[Raw records]
□ □ □ □
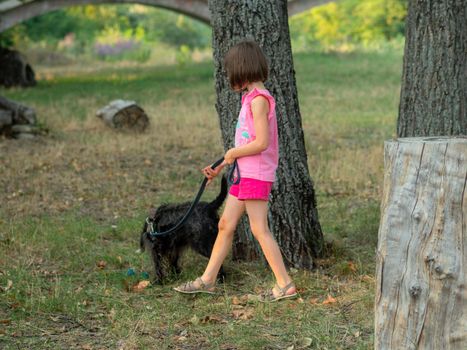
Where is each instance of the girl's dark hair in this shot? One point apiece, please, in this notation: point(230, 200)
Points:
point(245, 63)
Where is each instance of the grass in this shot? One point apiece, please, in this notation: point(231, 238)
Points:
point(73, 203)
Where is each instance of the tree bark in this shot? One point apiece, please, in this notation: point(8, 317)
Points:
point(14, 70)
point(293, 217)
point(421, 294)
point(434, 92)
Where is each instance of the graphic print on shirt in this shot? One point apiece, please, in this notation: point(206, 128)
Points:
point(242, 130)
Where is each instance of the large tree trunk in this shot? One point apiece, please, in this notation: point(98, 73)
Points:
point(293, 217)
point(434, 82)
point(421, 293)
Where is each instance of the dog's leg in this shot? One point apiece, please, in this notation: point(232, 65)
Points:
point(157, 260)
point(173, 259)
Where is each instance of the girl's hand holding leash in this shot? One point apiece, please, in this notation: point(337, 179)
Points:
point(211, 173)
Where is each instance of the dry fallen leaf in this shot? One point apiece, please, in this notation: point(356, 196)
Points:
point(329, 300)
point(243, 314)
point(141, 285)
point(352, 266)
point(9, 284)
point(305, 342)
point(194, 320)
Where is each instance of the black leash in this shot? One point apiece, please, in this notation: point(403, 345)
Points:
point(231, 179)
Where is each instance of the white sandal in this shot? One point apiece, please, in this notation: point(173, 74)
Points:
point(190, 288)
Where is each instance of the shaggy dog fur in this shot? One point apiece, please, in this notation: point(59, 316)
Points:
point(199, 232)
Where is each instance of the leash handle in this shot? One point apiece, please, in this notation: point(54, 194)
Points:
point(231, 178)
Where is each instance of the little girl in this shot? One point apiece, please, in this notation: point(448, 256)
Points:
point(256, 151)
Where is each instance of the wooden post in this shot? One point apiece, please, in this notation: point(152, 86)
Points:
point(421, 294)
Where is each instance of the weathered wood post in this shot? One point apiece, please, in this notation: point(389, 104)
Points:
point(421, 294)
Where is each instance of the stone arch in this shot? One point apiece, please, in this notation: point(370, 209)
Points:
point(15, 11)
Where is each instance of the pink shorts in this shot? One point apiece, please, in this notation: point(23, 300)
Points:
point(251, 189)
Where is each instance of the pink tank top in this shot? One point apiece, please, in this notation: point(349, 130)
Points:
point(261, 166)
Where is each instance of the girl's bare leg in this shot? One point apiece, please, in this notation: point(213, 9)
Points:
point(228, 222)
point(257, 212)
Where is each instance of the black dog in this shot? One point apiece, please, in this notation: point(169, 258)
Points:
□ □ □ □
Given exercise: Reproduce all of the material above line for line, without the pictures.

Solution to the exercise:
Where is each instance of the girl's dark hair in this shot? One point apiece, please, in this notation: point(230, 200)
Points:
point(245, 63)
Where is each instance of the grass in this shot? One point apiece, please, in this notation: point(231, 238)
Points:
point(73, 203)
Where is each instance of the tree bark in this shot? One point apiece, please, in this notation: point(8, 317)
Points:
point(14, 70)
point(293, 217)
point(421, 294)
point(434, 92)
Where is each instance of the graphic print on shirt in this shot? One point apiece, please, in this notation: point(206, 128)
Points:
point(242, 130)
Where is each instance of the large tree trunk in this shot? One point apiece, please, in this notation: point(98, 73)
Points:
point(293, 217)
point(434, 82)
point(421, 293)
Where is each instance of the dog's leg in this shot? One point apiece, please, in this notation: point(232, 65)
Points:
point(157, 260)
point(173, 259)
Where is each instance of the girl's hand holding leash in this shot? One point apiece, please, in this notation: point(337, 179)
Points:
point(211, 173)
Where is each instance of the dry fallen leaf in this shot? One point apiece, please, in this notation: point(356, 196)
Points:
point(329, 300)
point(243, 314)
point(141, 285)
point(352, 266)
point(9, 284)
point(305, 342)
point(194, 320)
Where is each instance of the black leash in this shot? One point apiece, please, in this notation: point(403, 345)
Points:
point(231, 179)
Where is each instance of the white sandal in this shot? One point apiece, please, in this notation: point(173, 74)
Points:
point(190, 288)
Where is each instance of the shaggy dog fur in this shot? One point apiece, please, in this notation: point(59, 316)
Points:
point(199, 232)
Where is each instance of the leash handle in this shot? One point apiece, please, in this notation: point(54, 194)
Points:
point(231, 178)
Where is each instance of the little girl in this shot? One point apiece, please, in this notation: point(448, 256)
Points:
point(256, 151)
Where is each instance of the wooden post in this shot? One point apiece, please, in this notation: point(152, 86)
Points:
point(421, 294)
Where is each instance of the weathered wood post in this shot? One point apiece, please, in this notation: point(389, 104)
Points:
point(421, 294)
Where is each instance of the stone arch in this shot? One point apiece, please, in this notation: point(370, 209)
Points:
point(15, 11)
Where is each instance of the pink shorts in this shot? One point apiece, please, in this notation: point(23, 300)
Points:
point(251, 189)
Where is each instance of the pink tank top in this shot? One point apiece, please, in this notation: point(349, 130)
Points:
point(261, 166)
Where is each instance of the girl's bare leg in this shot? One point apiece, please, in this notation: point(213, 9)
Points:
point(228, 222)
point(257, 212)
Where is each instance of the black dog in this shot? One point apiece, please, in this notation: point(169, 258)
Points:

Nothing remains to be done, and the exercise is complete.